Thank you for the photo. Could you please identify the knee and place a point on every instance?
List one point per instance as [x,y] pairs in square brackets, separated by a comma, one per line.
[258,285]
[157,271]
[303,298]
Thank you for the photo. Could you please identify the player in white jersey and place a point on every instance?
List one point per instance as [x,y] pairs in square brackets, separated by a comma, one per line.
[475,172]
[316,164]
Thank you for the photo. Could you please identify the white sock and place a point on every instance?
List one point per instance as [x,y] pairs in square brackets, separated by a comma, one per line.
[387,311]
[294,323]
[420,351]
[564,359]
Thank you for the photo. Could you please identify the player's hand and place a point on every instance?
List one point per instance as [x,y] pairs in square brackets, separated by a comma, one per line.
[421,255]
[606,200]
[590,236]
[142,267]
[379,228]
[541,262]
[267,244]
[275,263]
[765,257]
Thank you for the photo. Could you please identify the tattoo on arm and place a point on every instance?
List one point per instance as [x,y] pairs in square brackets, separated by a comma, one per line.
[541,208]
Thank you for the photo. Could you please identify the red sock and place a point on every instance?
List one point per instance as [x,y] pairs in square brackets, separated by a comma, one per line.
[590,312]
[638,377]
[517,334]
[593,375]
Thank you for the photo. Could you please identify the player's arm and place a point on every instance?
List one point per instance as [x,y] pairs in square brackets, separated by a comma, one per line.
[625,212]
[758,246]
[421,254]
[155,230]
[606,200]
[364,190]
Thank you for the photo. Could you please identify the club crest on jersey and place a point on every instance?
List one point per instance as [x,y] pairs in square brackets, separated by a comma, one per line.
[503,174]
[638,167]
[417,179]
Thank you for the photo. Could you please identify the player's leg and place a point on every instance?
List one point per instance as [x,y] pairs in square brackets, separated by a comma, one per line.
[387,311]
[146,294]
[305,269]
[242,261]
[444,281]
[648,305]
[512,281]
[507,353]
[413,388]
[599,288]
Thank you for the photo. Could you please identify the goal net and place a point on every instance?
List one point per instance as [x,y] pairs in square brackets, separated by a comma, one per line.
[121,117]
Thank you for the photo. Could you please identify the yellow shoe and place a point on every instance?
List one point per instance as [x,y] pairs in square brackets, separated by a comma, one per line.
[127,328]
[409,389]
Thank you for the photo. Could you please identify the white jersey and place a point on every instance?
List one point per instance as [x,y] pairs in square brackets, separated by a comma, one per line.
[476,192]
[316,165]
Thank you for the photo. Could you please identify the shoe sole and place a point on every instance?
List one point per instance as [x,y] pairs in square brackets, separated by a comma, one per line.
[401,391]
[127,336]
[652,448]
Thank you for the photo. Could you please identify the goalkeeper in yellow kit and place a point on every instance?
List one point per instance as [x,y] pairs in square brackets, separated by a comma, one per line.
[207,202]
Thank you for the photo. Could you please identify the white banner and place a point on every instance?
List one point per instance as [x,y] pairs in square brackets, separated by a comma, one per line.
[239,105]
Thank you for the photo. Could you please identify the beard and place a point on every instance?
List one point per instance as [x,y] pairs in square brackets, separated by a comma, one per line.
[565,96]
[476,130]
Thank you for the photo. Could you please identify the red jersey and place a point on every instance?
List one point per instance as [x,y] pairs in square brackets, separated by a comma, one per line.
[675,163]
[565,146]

What you will do:
Output exactly, and only, the lines running from the one that contains "banner and place a point on every instance?" through the last line of the entries above.

Result of this task:
Thank you for the photo. Could you please identify the white banner and place a point on every instance?
List one point per instance as [x,y] pairs in square brackets, separated by a comma, one per line.
[239,105]
Thank you for the photo. Could you please identify the beard and place a point on every instance?
List one point per instance as [x,y] pairs in square brackets, separated by a comma, one per line.
[565,96]
[476,130]
Thank you for the photo. Could you please identify the red jersey and place a point on every instance?
List one point per instance as [x,y] pairs in square brackets, separated by a comma, one per line.
[675,163]
[565,146]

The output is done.